■ Énoncé: Recopiez le passage du texte qui va de « Avec en trame » à « le meilleur ? », s'il vous plaît, en remplaçant « polyvalent » par « généraliste ».

■ Texte:

--------------------------------------------------

Cette citation de Seth Godin exprime l’importance des choix que nous prenons dans notre vie professionnelle.

Avec en trame de fond un débat quasi-infini, que nous sommes beaucoup à nous poser : est-il bon d’être polyvalent et de suivre plusieurs intérêts différents ? Où est-il préférable de se spécialiser dans un seul domaine, pour essayer d’y devenir le meilleur ?

Ces questions, je me les pose.

J’ai toujours le besoin d’avoir un projet qui m’occupe l’esprit. Un blog, un podcast ou un projet d’entreprise, en plus de mon activité principale.

Le problème, c’est que mes envies changent et évoluent régulièrement. À peine un projet entamé, je m’ennuie vite et j’ai déjà envie de me lancer sur un deuxième et poursuivre ma curiosité.

J’ai le sentiment d’être incapable de me fixer sur quelque chose. J’ai l’impression de ne pas être assez mature et discipliné. J’ai l’impression que quelque chose ne fonctionne pas correctement.

Dans le même temps, on nous répète de concentrer nos forces. De ne faire qu’une seule chose à la fois et de ne pas aller trop vite. On nous dit de choisir une spécialisation. De ne pas oublier d’inscrire les bons mots-clefs sur son CV pour correspondre à l’intitulé de poste.

--------------------------------------------------

■ Données fournies:
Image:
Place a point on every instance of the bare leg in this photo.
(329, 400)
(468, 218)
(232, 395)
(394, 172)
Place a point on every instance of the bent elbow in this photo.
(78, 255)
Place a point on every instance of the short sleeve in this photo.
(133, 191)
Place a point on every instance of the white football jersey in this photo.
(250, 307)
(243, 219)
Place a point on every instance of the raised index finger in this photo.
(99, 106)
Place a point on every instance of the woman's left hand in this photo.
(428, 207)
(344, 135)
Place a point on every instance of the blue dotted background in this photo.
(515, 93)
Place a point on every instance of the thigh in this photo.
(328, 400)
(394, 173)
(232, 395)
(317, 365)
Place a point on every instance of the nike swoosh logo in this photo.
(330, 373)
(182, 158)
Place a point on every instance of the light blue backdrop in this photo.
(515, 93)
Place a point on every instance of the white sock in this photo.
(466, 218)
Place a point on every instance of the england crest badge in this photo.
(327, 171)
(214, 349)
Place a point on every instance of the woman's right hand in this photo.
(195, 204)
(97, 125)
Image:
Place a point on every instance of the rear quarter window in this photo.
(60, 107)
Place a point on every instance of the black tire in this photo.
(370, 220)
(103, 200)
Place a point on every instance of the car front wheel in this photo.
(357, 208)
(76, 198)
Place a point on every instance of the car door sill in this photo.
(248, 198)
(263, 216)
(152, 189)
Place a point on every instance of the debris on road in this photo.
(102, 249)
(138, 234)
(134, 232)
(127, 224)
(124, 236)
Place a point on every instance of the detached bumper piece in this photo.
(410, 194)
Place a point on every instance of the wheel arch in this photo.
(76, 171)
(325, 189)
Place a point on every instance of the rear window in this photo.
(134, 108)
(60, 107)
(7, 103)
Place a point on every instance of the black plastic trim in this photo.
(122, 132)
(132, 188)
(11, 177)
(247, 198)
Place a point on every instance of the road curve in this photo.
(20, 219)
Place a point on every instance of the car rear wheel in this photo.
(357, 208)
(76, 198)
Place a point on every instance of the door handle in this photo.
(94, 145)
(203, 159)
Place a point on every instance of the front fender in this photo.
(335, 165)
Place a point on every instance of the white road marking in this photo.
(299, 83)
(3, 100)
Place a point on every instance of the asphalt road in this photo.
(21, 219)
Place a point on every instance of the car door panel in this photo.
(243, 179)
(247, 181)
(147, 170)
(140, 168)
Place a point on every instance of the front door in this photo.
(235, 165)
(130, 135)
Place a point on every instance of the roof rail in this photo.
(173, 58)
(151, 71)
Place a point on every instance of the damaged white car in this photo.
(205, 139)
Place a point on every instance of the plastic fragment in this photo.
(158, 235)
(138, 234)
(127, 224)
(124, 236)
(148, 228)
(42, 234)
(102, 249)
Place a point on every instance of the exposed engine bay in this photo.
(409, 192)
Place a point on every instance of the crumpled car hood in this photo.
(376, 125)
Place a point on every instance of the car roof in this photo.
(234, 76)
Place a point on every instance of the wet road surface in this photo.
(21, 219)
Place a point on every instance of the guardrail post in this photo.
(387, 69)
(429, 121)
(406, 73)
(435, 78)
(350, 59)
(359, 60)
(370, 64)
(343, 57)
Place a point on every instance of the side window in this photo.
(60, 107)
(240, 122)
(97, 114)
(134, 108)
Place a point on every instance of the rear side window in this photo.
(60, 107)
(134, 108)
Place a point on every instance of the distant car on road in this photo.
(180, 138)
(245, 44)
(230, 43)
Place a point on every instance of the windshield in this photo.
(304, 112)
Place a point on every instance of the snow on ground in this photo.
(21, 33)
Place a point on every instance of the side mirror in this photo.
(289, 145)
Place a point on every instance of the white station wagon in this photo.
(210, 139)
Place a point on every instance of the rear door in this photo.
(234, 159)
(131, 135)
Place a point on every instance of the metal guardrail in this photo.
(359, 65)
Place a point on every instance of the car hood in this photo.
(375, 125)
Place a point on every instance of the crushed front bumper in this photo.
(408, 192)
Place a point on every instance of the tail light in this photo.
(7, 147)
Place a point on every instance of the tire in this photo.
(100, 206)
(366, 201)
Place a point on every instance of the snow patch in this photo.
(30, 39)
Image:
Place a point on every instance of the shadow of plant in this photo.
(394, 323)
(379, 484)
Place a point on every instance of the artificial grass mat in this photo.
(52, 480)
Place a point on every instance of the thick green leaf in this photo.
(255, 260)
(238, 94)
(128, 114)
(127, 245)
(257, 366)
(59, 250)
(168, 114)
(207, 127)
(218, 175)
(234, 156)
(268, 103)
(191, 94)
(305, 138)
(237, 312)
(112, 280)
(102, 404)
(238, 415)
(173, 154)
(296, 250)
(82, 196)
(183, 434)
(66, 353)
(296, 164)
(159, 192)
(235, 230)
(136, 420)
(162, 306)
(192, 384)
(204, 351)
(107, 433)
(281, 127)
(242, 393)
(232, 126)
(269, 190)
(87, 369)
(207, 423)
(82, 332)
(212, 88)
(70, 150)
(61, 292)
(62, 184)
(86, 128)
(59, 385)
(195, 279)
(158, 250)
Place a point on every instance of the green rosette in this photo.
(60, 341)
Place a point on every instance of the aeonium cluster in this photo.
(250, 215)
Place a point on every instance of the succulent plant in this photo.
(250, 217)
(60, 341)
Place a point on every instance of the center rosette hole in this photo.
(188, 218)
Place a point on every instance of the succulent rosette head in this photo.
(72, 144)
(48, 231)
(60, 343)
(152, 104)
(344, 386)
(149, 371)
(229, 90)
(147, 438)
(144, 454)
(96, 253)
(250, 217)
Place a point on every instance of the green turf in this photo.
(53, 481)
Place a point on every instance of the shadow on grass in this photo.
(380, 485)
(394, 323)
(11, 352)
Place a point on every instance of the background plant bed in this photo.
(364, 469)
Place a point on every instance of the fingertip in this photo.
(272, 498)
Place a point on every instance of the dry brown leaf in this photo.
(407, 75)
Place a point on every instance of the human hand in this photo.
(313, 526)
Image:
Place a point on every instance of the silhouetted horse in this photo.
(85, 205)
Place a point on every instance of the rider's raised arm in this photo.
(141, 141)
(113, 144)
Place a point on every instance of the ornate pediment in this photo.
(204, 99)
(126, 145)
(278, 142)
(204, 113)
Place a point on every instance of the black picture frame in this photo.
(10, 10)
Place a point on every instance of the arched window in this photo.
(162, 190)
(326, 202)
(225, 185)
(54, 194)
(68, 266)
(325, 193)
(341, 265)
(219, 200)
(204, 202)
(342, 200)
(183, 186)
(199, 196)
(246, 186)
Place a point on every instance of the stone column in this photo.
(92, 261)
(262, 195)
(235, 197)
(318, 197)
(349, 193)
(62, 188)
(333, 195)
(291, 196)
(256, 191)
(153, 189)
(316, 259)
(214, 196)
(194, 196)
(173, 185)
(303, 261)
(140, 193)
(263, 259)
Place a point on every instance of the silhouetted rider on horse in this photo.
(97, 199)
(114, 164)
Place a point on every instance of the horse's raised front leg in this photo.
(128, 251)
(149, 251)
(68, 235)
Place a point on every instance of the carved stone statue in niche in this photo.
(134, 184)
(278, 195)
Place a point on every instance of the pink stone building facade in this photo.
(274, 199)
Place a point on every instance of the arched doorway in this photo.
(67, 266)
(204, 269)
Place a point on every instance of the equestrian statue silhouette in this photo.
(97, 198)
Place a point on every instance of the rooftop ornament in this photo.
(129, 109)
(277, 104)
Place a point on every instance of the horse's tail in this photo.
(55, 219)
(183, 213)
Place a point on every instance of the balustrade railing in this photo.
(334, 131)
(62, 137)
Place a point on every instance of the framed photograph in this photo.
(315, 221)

--------------------------------------------------

■ Réponse:
Avec en trame de fond un débat quasi-infini, que nous sommes beaucoup à nous poser : est-il bon d’être généraliste et de suivre plusieurs intérêts différents ? Où est-il préférable de se spécialiser dans un seul domaine, pour essayer d’y devenir le meilleur ?